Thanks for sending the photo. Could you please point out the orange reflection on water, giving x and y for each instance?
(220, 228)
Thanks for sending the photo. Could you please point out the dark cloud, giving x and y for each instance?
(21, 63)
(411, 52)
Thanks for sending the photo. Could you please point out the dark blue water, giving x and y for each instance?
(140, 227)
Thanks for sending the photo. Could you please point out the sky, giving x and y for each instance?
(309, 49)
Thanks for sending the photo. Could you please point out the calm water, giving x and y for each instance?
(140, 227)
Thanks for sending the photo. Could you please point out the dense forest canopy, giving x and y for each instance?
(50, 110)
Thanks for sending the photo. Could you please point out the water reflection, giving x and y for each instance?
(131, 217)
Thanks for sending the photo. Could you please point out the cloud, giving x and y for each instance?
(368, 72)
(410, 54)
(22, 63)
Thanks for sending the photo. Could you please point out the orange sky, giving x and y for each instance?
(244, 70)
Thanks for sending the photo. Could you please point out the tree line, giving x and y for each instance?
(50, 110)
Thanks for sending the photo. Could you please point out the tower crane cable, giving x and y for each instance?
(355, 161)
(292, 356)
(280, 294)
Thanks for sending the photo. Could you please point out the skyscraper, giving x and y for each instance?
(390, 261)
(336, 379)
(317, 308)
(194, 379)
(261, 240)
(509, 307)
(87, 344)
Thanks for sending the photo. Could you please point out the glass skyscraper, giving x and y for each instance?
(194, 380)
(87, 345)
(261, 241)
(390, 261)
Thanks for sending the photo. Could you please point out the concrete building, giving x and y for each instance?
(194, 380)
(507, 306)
================================
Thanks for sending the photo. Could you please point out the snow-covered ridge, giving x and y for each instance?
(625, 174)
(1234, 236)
================================
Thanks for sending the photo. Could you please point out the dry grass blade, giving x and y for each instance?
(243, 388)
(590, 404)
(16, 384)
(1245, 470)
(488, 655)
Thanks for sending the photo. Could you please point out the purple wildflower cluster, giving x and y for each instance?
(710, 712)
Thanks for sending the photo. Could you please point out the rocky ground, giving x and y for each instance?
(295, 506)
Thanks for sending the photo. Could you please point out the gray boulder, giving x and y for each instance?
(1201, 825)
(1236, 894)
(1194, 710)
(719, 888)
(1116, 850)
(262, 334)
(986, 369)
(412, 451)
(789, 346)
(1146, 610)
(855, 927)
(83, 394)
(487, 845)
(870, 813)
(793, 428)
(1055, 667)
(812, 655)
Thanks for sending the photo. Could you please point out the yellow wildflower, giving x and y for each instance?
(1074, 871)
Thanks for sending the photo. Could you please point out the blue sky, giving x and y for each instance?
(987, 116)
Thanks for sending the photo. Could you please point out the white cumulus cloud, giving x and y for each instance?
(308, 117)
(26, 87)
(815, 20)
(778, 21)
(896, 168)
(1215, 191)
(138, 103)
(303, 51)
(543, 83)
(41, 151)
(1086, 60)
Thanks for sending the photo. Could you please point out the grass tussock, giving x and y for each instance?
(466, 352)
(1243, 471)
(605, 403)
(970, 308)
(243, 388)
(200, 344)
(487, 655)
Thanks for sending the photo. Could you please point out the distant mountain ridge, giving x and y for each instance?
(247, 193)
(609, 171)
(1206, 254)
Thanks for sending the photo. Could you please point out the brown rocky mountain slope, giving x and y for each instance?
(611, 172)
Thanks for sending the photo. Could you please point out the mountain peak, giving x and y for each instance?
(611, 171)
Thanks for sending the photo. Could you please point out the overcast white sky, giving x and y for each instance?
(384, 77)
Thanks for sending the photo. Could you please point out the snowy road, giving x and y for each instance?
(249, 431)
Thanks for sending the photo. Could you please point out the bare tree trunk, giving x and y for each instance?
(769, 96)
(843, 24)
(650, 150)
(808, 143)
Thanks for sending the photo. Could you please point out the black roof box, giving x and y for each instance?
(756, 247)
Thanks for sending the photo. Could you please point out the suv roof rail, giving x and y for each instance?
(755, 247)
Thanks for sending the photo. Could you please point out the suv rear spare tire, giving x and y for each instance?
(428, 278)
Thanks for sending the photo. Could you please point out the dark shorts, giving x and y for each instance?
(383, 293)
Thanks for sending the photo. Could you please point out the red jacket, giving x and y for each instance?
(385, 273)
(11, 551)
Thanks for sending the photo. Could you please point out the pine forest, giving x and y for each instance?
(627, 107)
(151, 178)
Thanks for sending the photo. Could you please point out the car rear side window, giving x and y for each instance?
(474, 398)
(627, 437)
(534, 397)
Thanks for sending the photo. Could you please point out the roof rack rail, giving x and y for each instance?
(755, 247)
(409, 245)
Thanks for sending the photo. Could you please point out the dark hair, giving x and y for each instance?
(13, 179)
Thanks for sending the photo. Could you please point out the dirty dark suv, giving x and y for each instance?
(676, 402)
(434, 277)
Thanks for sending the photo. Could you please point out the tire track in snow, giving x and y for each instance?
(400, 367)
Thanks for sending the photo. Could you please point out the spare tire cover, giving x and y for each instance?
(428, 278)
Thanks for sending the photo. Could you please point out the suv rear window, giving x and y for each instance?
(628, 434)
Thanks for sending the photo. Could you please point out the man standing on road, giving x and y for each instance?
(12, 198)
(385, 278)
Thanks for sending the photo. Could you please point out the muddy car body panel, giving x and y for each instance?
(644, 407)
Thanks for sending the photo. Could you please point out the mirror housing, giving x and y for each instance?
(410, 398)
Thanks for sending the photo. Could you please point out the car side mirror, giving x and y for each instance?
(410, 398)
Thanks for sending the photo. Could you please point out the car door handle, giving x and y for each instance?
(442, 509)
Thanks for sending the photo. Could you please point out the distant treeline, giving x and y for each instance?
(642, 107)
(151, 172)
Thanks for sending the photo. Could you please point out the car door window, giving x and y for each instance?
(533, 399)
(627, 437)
================================
### [Given task]
Locate every line in the records above that contains the word "roof", and copy each of those lines.

### [Completed task]
Thanks for sending the photo. Could you please point out the black roof box, giving x and y for each instance?
Thanks for sending the photo. Could you please point out the suv roof rail, giving x and y for each instance?
Thanks for sending the photo. Could you please point out the roof rack rail, giving x and y for each instance?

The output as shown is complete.